- **Task statement**
Could you update the lines below by swapping every "one point per instance" for "a single point per instance" and keeping everything else unchanged?

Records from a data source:
(begin)

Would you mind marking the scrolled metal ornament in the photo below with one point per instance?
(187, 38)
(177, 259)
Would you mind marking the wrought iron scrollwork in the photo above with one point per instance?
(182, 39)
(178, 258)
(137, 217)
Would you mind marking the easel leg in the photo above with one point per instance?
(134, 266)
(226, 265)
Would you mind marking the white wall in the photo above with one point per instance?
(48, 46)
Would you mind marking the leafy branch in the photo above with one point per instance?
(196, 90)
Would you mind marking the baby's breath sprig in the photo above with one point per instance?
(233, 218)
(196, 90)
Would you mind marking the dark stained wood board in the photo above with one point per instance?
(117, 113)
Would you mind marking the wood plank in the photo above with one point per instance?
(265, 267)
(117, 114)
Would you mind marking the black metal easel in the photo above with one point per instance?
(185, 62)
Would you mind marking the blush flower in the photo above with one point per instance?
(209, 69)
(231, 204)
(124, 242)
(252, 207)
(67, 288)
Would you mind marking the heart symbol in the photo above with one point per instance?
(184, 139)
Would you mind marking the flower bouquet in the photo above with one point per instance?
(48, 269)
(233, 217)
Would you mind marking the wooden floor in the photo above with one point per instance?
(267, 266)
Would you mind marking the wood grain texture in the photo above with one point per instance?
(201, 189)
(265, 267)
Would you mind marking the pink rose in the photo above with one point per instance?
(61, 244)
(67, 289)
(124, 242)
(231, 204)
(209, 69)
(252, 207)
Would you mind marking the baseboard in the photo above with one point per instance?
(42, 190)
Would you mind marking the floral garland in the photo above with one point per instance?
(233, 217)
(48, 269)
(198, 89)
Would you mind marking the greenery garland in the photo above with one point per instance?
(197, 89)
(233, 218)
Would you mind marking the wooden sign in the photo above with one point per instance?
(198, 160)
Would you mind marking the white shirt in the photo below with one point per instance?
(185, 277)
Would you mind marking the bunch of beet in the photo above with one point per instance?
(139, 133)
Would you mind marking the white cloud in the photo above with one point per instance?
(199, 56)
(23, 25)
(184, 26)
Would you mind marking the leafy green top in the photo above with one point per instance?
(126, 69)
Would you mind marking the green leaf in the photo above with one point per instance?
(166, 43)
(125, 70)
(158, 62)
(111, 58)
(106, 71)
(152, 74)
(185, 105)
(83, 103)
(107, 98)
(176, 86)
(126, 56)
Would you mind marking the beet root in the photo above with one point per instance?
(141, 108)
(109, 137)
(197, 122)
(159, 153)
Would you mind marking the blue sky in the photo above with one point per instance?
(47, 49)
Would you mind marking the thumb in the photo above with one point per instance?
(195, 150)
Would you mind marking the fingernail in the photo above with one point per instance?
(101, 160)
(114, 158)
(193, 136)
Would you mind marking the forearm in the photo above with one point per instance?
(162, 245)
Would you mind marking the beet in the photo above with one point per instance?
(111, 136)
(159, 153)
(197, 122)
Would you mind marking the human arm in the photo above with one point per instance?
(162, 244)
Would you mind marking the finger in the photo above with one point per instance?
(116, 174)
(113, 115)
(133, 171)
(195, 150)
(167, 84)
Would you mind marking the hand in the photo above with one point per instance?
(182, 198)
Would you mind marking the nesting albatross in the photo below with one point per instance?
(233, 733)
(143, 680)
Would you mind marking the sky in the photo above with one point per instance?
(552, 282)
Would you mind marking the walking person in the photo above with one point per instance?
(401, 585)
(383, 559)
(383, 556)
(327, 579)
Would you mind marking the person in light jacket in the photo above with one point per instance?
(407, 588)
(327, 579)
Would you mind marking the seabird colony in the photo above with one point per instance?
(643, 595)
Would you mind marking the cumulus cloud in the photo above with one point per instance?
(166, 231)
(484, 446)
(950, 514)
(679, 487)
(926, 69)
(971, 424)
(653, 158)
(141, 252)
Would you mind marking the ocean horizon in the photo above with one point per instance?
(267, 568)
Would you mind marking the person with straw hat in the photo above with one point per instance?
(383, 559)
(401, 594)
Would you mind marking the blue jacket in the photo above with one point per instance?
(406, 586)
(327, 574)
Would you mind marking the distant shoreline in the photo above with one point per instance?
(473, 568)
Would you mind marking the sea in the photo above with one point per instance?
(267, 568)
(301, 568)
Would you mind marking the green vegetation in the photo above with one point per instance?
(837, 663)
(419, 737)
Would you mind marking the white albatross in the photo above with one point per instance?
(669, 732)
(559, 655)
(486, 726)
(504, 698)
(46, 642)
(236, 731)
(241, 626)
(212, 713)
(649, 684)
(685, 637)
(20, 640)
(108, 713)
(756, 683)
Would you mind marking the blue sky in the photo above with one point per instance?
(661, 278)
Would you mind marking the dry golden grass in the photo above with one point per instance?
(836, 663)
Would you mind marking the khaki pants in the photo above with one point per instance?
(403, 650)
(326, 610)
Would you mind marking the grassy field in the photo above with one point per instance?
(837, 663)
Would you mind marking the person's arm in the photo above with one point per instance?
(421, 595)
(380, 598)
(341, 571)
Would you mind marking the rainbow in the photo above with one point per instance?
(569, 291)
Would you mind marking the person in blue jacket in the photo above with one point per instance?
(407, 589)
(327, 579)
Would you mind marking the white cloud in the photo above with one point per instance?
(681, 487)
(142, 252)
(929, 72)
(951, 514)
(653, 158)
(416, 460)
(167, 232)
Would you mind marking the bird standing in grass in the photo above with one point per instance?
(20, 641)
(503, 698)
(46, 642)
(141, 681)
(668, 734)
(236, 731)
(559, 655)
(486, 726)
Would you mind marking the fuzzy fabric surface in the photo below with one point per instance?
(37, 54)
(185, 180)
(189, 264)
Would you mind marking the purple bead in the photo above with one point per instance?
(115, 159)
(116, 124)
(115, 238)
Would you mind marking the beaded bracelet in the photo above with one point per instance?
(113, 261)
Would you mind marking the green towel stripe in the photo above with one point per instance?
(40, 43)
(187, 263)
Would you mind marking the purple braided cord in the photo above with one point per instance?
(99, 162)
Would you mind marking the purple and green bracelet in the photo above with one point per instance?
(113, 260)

(end)

- **Result below**
Would you mind marking the scrolled metal ornament in the photo below with a single point per instance?
(187, 38)
(177, 259)
Would you mind marking the wrought iron scrollwork in the photo above with a single point per instance?
(182, 39)
(178, 258)
(137, 217)
Would you mind marking the easel leg in the photo above with a single point per instance?
(134, 266)
(226, 265)
Would you mind marking the white wall in the photo above with a single point per instance?
(48, 46)
Would you mind marking the leafy branch in the photo above with a single point per instance?
(196, 90)
Would you mind marking the baby's breath sprig in the photo above with a single point per instance?
(233, 218)
(196, 90)
Would you mind marking the dark stained wood board in the photo above with a single point per instance?
(117, 113)
Would you mind marking the wood plank in the photo above with a single point per instance?
(265, 267)
(117, 114)
Would you mind marking the black metal easel in the photo above with a single point per instance?
(185, 62)
Would you mind marking the blush flower in the photo above with a single point per instance?
(209, 69)
(231, 204)
(124, 242)
(252, 207)
(67, 288)
Would you mind marking the heart symbol in the photo above with a single point per instance?
(184, 139)
Would you mind marking the flower bouquet in the photo above with a single point per instance?
(48, 269)
(233, 217)
Would you mind marking the wooden floor in the photo above with a single point per instance?
(267, 266)
Would you mind marking the wood grain texture in the photo above with a single point per instance?
(201, 189)
(265, 267)
Would you mind marking the pink rose in the photo above with a single point per instance?
(61, 244)
(67, 289)
(124, 242)
(231, 204)
(209, 69)
(252, 207)
Would you mind marking the baseboard in the photo above with a single point per instance?
(42, 190)
Would you mind marking the floral garland in the photo above with a single point per instance?
(233, 217)
(48, 269)
(198, 89)
Would you mind marking the greenery garland in the photo above with a single point per instance?
(197, 89)
(233, 218)
Would you mind marking the wooden sign in the photo above with a single point per instance?
(198, 160)
Would you mind marking the white shirt in the photo below with a single point per instance?
(185, 277)
Would you mind marking the bunch of beet in the photo above with a single point per instance?
(139, 133)
Would you mind marking the white cloud in the photo above with a single point per instance?
(199, 56)
(23, 25)
(184, 26)
Would you mind marking the leafy green top in the photo above with a single point per instance?
(126, 69)
Would you mind marking the green leaf in the photo above with a single point per instance?
(166, 43)
(125, 70)
(158, 62)
(111, 58)
(106, 71)
(152, 74)
(185, 105)
(83, 103)
(107, 98)
(176, 86)
(126, 56)
Would you mind marking the beet root in the photo above with a single point per instance?
(141, 108)
(109, 137)
(197, 122)
(159, 153)
Would you mind marking the blue sky in the photo above with a single point per instance?
(47, 49)
Would you mind marking the thumb in the photo above with a single point per instance?
(195, 150)
Would you mind marking the fingernail in the photo above with a single point per instance?
(101, 160)
(114, 158)
(193, 136)
Would you mind marking the forearm in the photo above with a single point per instance?
(162, 245)
Would you mind marking the beet in the photo above with a single point per instance?
(111, 136)
(159, 153)
(197, 122)
Would you mind marking the human arm in the photo above with a single point per instance?
(162, 244)
Would you mind marking the finger in the photo above with a single point per instance?
(116, 174)
(113, 115)
(133, 171)
(195, 150)
(167, 84)
Would you mind marking the hand in the photo above with a single point per instance?
(182, 198)
Would you mind marking the nesting albatross in the photo below with a single point per instance?
(233, 733)
(143, 680)
Would you mind marking the sky in the photo above with a single point per instance?
(552, 282)
Would you mind marking the walking person in the photo above with a single point per instance?
(401, 585)
(383, 559)
(383, 556)
(327, 579)
Would you mind marking the person in light jacket in the photo above with a single point per instance?
(407, 588)
(327, 579)
Would you mind marking the seabird colony in the photo above with a single point per instance?
(643, 595)
Would you mind marking the cumulus cloud in the photo above with a single point per instance?
(166, 231)
(484, 446)
(950, 514)
(679, 487)
(926, 69)
(971, 424)
(653, 158)
(141, 252)
Would you mind marking the ocean horizon in the photo above with a single point per instance?
(267, 568)
Would you mind marking the person with straw hat in the photo above with a single point per instance?
(383, 559)
(401, 594)
Would you mind marking the blue jacket in the photo above with a single point per instance?
(406, 586)
(327, 574)
Would you mind marking the distant shoreline in the photo above with a single point per instance?
(473, 568)
Would you mind marking the sea in the photo above with a single point per instance?
(267, 568)
(301, 568)
Would you mind marking the green vegetation in the photo above with a single point per instance?
(837, 663)
(419, 737)
Would you mind marking the white albatross in the photo above with a single point per instance?
(669, 732)
(559, 655)
(486, 726)
(504, 698)
(46, 642)
(236, 731)
(241, 626)
(212, 713)
(649, 684)
(685, 637)
(20, 640)
(108, 713)
(756, 683)
Would you mind marking the blue sky in the photo above with a single point per instance?
(661, 278)
Would you mind marking the dry golden grass in the photo above with a single point per instance?
(836, 663)
Would you mind marking the khaki pants in the photo above with a single point per instance?
(403, 650)
(326, 610)
Would you mind marking the grassy field in the photo above with a single point per instance?
(837, 663)
Would you mind marking the person's arm in the photo above with a single point per instance?
(421, 595)
(380, 598)
(341, 571)
Would you mind marking the rainbow in the photo above with a single point per instance?
(569, 291)
Would you mind marking the person in blue jacket in the photo above with a single point per instance?
(407, 589)
(327, 579)
Would you mind marking the white cloud in the photo above with a single point per instance?
(681, 487)
(142, 252)
(929, 72)
(951, 514)
(653, 158)
(416, 460)
(167, 232)
Would you mind marking the bird standing in grass in the photo above with a single point per instance?
(20, 641)
(503, 698)
(46, 642)
(141, 681)
(668, 734)
(236, 731)
(559, 655)
(486, 726)
Would you mind marking the fuzzy fabric surface in the photo below with a single point per instance?
(37, 54)
(185, 180)
(189, 264)
Would you mind marking the purple bead in the photo above with a single point per instance?
(115, 159)
(116, 124)
(115, 238)
Would you mind marking the beaded bracelet in the photo above with a single point per instance?
(113, 261)
Would you mind marking the green towel stripe in the photo above with a single point per instance?
(40, 43)
(187, 263)
Would you mind marking the purple braided cord in the photo above with a single point per instance?
(99, 162)
Would you mind marking the purple and green bracelet in the photo above with a single point per instance?
(113, 260)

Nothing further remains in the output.